Stored data:
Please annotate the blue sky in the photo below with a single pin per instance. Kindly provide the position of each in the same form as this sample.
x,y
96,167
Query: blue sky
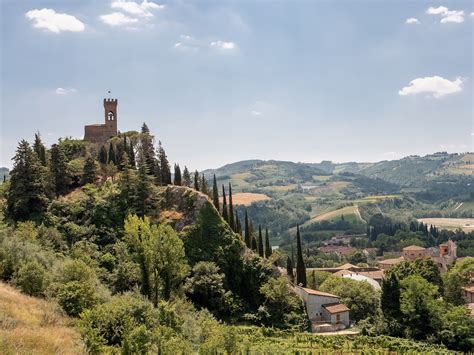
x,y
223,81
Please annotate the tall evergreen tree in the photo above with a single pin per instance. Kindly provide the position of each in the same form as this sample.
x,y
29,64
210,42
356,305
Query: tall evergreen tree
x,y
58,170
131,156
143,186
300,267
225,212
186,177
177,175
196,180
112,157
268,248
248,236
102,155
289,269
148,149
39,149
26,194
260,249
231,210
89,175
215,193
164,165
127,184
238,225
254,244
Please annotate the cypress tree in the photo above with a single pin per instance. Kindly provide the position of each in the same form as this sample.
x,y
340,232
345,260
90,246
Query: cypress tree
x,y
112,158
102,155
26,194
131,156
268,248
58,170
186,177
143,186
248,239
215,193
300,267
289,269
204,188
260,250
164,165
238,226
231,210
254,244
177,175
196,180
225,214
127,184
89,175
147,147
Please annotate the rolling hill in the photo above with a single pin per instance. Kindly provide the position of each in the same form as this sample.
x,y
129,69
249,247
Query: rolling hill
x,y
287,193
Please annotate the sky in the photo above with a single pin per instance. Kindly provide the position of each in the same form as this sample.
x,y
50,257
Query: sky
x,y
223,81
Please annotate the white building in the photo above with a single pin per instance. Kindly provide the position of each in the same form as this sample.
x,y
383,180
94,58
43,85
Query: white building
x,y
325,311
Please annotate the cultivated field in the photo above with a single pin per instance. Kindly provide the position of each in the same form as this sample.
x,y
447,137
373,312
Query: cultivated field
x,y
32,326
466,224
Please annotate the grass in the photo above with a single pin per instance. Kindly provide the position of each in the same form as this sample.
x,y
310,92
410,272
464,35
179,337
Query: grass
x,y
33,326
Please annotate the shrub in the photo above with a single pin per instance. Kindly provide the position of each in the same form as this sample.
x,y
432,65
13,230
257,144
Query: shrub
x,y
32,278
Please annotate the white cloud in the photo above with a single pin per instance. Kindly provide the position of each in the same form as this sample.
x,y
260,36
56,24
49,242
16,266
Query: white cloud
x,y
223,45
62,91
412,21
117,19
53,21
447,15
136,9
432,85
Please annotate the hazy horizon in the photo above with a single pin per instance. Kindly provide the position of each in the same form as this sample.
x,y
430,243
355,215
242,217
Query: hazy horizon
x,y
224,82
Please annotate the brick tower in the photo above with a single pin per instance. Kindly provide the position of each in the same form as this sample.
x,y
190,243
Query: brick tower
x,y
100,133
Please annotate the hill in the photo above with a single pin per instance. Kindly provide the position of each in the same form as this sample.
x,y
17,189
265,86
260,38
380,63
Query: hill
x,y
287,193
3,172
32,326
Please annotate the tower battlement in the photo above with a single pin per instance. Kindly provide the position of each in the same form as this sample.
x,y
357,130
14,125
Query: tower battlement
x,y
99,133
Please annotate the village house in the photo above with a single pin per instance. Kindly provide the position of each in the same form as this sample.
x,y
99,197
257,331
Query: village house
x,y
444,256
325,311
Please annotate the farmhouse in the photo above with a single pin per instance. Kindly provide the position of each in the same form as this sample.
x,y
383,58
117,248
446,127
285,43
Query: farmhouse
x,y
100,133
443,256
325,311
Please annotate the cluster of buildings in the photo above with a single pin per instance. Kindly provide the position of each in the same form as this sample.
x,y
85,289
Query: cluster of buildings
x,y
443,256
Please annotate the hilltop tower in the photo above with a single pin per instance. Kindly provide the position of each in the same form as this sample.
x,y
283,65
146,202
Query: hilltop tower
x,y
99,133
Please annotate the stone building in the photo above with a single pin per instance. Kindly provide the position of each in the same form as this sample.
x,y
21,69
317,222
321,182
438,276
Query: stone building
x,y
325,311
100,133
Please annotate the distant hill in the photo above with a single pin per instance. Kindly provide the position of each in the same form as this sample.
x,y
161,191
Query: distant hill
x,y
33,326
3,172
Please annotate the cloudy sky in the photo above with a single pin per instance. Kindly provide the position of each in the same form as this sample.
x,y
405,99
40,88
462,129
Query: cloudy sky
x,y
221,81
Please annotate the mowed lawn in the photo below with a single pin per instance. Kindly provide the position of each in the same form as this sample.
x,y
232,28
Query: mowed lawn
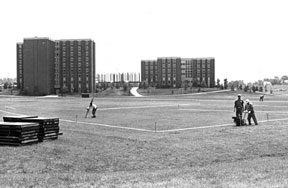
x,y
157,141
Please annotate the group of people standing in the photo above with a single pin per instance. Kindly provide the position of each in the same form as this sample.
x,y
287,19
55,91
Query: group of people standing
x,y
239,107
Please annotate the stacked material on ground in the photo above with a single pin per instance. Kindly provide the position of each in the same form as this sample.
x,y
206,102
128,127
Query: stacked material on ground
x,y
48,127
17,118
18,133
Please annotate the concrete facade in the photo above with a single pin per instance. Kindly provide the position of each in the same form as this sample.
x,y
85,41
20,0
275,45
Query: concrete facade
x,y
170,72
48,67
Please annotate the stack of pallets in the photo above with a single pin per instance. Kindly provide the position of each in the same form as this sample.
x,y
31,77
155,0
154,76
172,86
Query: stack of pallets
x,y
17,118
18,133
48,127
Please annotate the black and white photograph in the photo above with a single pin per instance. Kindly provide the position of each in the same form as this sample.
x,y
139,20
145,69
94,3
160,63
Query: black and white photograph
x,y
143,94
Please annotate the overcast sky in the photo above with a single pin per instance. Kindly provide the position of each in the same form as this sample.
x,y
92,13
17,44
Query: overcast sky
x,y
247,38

Assignment: Pictures must not appear in the copy, and every record must be restated word for word.

Response box:
Please annotate the blue sky in the photo below with a single pin per instance. Kindly provide the position of each in the same form as this sample.
x,y
96,167
Query: blue sky
x,y
223,81
Please annotate the tall evergreen tree in the photo above with a single pin per instance. Kindly provide the position of each in the same form as this sample.
x,y
29,64
210,42
356,305
Query: tall evergreen tree
x,y
58,170
131,156
143,186
300,267
225,212
186,177
177,175
196,180
112,157
268,248
248,236
102,155
289,269
148,149
39,149
26,194
260,249
231,210
89,175
215,193
164,165
127,184
238,225
254,244
Please annotate the cypress tree in the photo above with a single pin per instance. Kindly provide the position of each in the same form as this sample.
x,y
340,232
345,260
90,246
Query: cypress tree
x,y
112,158
102,155
26,194
131,156
268,248
58,170
186,177
143,186
248,239
215,193
300,267
289,269
204,188
260,250
164,165
238,226
231,210
254,244
177,175
196,180
225,214
127,184
89,175
147,147
Please annotate the rolling hill in the photo above with a single pin per instance. Kindly provide the position of each in the same form as this sample.
x,y
129,69
249,247
Query: rolling hill
x,y
287,193
Please annotate the sky in the photo above with a single pin per instance. Kindly provide the position of each in the same form as this sample.
x,y
50,257
Query: sky
x,y
223,81
Please annotate the white building in the photo above with a single pin per instance. Kindly provide the position of each in the same form as this sample.
x,y
383,180
94,58
43,85
Query: white building
x,y
325,311
Please annotate the cultivated field in the photo above with a single pin per instance. Kindly provide the position of each in the same form as this sample.
x,y
447,137
373,312
Query: cultivated field
x,y
32,326
466,224
Please annotate the grass in the photo above with a single pin per instance. Kindly provide the position of each in the same form as this sample.
x,y
310,92
410,272
464,35
179,337
Query: grass
x,y
33,326
Please annotate the shrub in the photo above with a single pin per instance. Kindly provide the position of each in the same form as this sample.
x,y
432,65
13,230
257,144
Query: shrub
x,y
32,278
Please annotate the white cloud in the photo above with a single pin per instance. Kindly provide the position of each in the same form as this sample.
x,y
260,36
56,24
49,242
16,266
Query: white cloud
x,y
223,45
62,91
412,21
117,19
53,21
447,15
136,9
432,85
Please annotate the hazy horizon in the photo above with a single pin per instance. Kindly provide the position of each in the same form as this sample.
x,y
430,243
355,215
242,217
Query: hazy horizon
x,y
224,82
Please annotate the brick tower in the photo above with a single pin per instance. Kindly provide the position of each in the same form as this sample.
x,y
190,243
Query: brick tower
x,y
100,133
Please annotate the hill in the photo above with a single pin per instance. Kindly provide the position of each in the same form as this sample.
x,y
17,189
265,86
260,38
380,63
Query: hill
x,y
287,193
3,172
32,326
Please annotate the tower battlement in the photo above with a single pin per instance. Kindly provide the position of each in the same form as this sample.
x,y
357,130
14,125
Query: tower battlement
x,y
99,133
Please annotate the village house in the photo above with a single pin per instance. Kindly provide the position of each in the same form as this sample.
x,y
99,197
257,331
Query: village house
x,y
444,256
325,311
Please annotate the farmhouse in the photo above with a single pin per instance. Kindly provide the position of each in the same form as this sample.
x,y
383,58
117,248
446,127
285,43
Query: farmhouse
x,y
100,133
443,256
325,311
Please annotate the cluster of buildings in the photo above with a single pin per instance. Kindly provide the position of each in the same form as this sample.
x,y
85,289
Query: cluster of buildings
x,y
443,256
Please annotate the hilltop tower in the photo above with a single pin per instance. Kindly provide the position of each in the same form as this sample.
x,y
283,65
146,202
Query: hilltop tower
x,y
99,133
Please annotate the stone building in the photo above with a single pin per instance. Kindly provide the position of each in the same form as this sample.
x,y
21,69
317,222
321,182
438,276
Query: stone building
x,y
325,311
100,133
Please annotate the distant hill in the photo above with a single pin per instance. Kindly provide the position of each in the same form as this sample.
x,y
161,191
Query: distant hill
x,y
33,326
3,172
Please annotate the cloudy sky in the photo above with a single pin per instance. Kindly provide the position of each in the same form as this sample.
x,y
405,99
40,88
462,129
Query: cloudy sky
x,y
221,81
Please annotate the mowed lawn in the photo below with a single pin per instance. Kindly provide the position of each in the same form as this sample.
x,y
232,28
Query: mowed lawn
x,y
157,141
Please annotate the group of people standing in the photo above with a single pin per instance. Kindly provide the position of each in the same form as this sample.
x,y
287,19
55,91
Query: group of people standing
x,y
239,107
Please annotate the stacked material on ground in the photo above with a single pin per instance. Kindly provide the position of each in the same form as this sample.
x,y
206,102
128,127
Query: stacked material on ground
x,y
48,127
17,118
18,133
Please annotate the concrete facade in the photo above with a single pin per instance. Kindly provide the position of each in the same form as this sample.
x,y
85,41
20,0
275,45
Query: concrete facade
x,y
170,72
48,67
Please annotate the stack of pallets in the photo above with a single pin per instance. Kindly provide the position of each in the same form as this sample.
x,y
31,77
155,0
154,76
172,86
Query: stack of pallets
x,y
17,118
18,133
48,127
Please annotate the black and white photograph in the photo above with a single pin per instance. Kindly provide the position of each in the same form as this sample.
x,y
139,20
145,69
94,3
160,63
Query: black and white photograph
x,y
143,94
Please annotate the overcast sky in the photo above with a single pin per instance. Kindly provide the position of each in the same form as this sample.
x,y
92,13
17,44
Query: overcast sky
x,y
247,38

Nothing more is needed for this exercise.